Directions - Reproduce the stretch of material from the line containing "Can you see the baby's eye" through the line containing "column 981, row 624", with "gray sofa" changed to "gray couch" and nothing else altered. Return only those lines.

(Pointing dataset records)
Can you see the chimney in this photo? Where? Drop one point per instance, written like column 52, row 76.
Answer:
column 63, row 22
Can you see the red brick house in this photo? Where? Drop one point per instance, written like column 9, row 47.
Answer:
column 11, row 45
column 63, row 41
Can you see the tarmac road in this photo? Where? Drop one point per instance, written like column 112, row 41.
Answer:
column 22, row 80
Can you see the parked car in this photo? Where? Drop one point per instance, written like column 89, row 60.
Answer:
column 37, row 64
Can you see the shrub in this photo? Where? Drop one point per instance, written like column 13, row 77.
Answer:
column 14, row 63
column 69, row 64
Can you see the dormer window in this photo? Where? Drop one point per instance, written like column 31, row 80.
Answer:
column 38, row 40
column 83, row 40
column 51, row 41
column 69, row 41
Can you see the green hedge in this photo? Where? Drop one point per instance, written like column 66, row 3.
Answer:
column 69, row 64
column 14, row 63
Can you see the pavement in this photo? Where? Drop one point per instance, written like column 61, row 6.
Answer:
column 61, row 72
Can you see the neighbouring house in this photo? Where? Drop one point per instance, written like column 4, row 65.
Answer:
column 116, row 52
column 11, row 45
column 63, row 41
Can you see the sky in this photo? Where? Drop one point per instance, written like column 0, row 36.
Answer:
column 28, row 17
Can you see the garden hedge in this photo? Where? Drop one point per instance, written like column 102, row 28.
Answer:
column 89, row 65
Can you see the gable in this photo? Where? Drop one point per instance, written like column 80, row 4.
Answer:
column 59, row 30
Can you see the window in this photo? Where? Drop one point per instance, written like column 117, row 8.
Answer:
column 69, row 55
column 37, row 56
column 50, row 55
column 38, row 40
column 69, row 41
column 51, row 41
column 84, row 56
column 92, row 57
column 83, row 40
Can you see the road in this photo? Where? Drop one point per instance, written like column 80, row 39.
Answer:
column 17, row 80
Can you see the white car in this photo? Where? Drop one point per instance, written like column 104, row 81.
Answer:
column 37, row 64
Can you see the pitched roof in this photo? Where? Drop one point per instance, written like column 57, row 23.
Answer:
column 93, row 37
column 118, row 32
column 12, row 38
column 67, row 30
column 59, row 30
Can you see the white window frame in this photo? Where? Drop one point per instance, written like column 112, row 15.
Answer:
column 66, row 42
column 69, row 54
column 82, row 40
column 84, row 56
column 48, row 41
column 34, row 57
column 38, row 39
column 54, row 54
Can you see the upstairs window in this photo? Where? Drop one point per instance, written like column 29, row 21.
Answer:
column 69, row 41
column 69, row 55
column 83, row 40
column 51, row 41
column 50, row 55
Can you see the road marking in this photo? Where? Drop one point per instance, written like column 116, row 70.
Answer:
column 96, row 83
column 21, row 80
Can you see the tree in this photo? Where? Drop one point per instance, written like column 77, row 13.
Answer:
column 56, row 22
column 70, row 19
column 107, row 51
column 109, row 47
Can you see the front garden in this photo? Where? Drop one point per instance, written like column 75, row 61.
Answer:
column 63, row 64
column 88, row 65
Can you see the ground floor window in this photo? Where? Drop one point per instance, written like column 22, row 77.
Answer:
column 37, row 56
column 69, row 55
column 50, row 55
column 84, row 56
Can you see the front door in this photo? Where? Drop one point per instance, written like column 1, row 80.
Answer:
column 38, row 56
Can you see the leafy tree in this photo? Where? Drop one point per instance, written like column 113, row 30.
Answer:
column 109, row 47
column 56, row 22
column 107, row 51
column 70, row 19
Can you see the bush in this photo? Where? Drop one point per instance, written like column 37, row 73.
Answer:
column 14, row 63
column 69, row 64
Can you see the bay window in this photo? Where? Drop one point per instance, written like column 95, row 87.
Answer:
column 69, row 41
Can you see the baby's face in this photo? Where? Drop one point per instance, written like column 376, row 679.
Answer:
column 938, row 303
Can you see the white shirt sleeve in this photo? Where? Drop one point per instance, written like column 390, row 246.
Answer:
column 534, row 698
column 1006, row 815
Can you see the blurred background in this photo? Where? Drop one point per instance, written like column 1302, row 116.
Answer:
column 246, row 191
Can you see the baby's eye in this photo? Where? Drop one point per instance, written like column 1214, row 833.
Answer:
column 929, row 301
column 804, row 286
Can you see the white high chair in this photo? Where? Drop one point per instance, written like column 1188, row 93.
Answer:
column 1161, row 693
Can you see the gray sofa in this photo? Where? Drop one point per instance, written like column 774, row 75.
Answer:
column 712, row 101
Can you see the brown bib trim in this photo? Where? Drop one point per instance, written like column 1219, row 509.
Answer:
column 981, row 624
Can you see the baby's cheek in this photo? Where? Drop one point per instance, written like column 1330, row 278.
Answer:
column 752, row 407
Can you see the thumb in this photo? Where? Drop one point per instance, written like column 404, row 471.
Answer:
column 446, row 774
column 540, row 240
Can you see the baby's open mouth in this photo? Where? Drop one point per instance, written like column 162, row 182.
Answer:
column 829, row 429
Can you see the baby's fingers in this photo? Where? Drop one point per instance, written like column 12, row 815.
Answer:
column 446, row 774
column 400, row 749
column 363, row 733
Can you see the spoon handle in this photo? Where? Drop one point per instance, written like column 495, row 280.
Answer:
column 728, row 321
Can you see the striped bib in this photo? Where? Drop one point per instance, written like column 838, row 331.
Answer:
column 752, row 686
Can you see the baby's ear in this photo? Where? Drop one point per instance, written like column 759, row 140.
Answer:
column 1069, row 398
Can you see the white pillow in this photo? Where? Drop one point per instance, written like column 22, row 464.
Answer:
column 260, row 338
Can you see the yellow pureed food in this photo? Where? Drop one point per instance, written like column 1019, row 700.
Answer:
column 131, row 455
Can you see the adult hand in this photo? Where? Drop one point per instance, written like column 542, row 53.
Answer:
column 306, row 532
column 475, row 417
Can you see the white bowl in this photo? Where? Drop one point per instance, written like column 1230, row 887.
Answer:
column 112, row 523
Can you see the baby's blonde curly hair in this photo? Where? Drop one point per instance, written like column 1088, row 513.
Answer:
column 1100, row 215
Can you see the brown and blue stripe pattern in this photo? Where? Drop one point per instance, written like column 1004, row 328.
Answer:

Exercise result -
Can you see the baby's eye in this photo? Where? Drop one point per instance, written like column 1214, row 833.
Answer:
column 929, row 301
column 804, row 286
Can you see the white high chair in this photo? Where? Drop one point per instance, written like column 1188, row 93.
Answer:
column 1161, row 693
Can you see the gray couch in this photo? Where? Drop one point per instance, written like column 774, row 75.
Answer:
column 712, row 101
Can you see the brown bib trim in this photo? Where? Drop one point per instance, written like column 1219, row 509.
Answer:
column 981, row 624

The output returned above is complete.